- [STATED TASK]: Write the data below as a JSON list of strings, one string per line and no blank lines. Include all of the data, but leave out the pictures.

- [INFORMATION GIVEN]:
============

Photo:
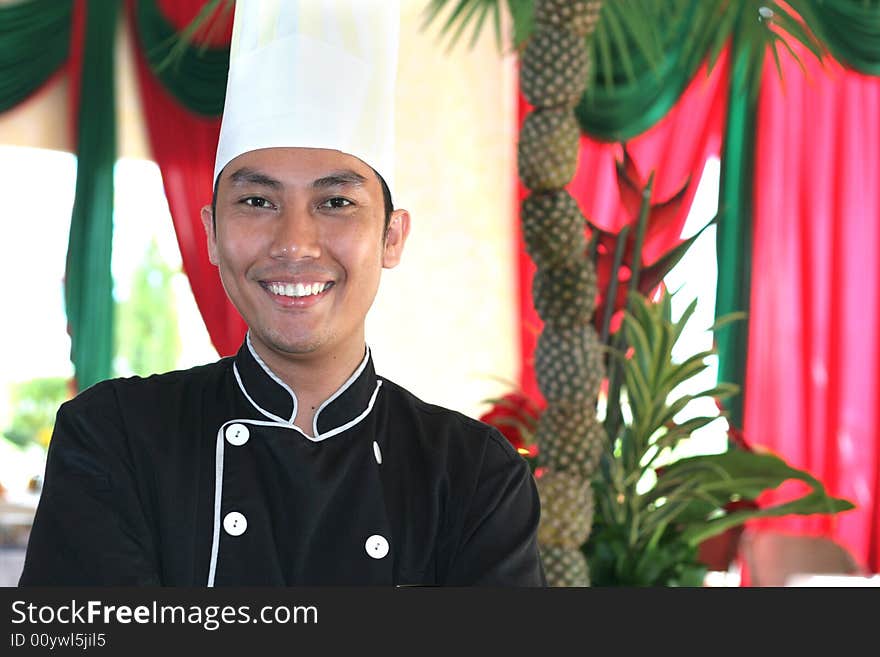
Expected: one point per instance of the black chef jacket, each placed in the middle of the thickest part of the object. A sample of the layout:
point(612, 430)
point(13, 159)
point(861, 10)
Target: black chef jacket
point(199, 477)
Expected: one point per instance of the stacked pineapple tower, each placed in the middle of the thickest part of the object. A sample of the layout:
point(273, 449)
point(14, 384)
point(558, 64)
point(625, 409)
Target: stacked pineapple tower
point(568, 359)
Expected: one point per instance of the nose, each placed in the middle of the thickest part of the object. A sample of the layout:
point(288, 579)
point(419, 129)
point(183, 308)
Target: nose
point(297, 235)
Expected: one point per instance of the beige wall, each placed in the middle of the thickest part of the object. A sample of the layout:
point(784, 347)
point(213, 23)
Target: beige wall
point(443, 323)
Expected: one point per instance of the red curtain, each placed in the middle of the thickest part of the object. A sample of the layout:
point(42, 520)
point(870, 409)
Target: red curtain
point(676, 147)
point(184, 146)
point(812, 393)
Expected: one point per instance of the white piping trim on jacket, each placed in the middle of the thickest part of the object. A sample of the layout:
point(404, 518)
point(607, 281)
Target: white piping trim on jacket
point(218, 493)
point(342, 389)
point(218, 469)
point(269, 415)
point(271, 375)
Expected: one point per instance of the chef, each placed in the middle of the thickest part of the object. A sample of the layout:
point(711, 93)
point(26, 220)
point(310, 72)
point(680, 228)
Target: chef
point(292, 463)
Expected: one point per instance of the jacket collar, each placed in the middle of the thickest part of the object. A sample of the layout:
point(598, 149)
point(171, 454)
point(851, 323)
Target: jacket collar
point(277, 401)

============

- [CORRECT RESULT]:
[
  "Photo:",
  "Expected: one point per instance of the black chef jacket, each placed in the middle of the thickest part of the object. A sample of the layout:",
  "point(612, 430)",
  "point(13, 159)",
  "point(861, 10)",
  "Target: black chef jacket",
  "point(199, 477)",
  "Expected: one point per instance of the stacked pineapple tower, each placed in the middle of the thickest part of the object. A sample of the layout:",
  "point(273, 449)",
  "point(14, 384)",
  "point(558, 64)",
  "point(625, 409)",
  "Target: stacked pineapple tower",
  "point(568, 359)",
  "Expected: one point per instance of the nose, each placed in the middle of the thickest part of the object. A sample of the layout:",
  "point(288, 579)",
  "point(419, 129)",
  "point(183, 308)",
  "Target: nose",
  "point(297, 235)",
  "Expected: one point per instance of the beige wall, each placed in the middle of the thickest part of the object. A sample of the layout:",
  "point(784, 347)",
  "point(213, 23)",
  "Target: beige wall",
  "point(443, 323)",
  "Expected: one point per instance of the red curtain, each placed in the middle of the thickest part of the object. A sample of the layout:",
  "point(42, 520)",
  "point(870, 409)",
  "Target: red curtain",
  "point(676, 147)",
  "point(184, 146)",
  "point(812, 393)",
  "Expected: one point per instance of the white piping trim on jacket, each placed in the middle of the thickest part of the object. A sample of the layout:",
  "point(404, 518)",
  "point(607, 281)",
  "Target: white piping trim on jacket",
  "point(218, 493)",
  "point(342, 389)",
  "point(218, 469)",
  "point(269, 415)",
  "point(271, 375)",
  "Expected: one point per instance of the chef, each placed in the middle of the thickest part of the object. A sample of the layout:",
  "point(711, 93)",
  "point(26, 220)",
  "point(310, 72)",
  "point(680, 228)",
  "Target: chef",
  "point(292, 463)",
  "Expected: one point per instance of the jacket collar, each placed in the middle of the thickest part of the object. A sample of the layout:",
  "point(598, 149)",
  "point(171, 454)",
  "point(851, 323)",
  "Target: jacket collar",
  "point(277, 401)"
]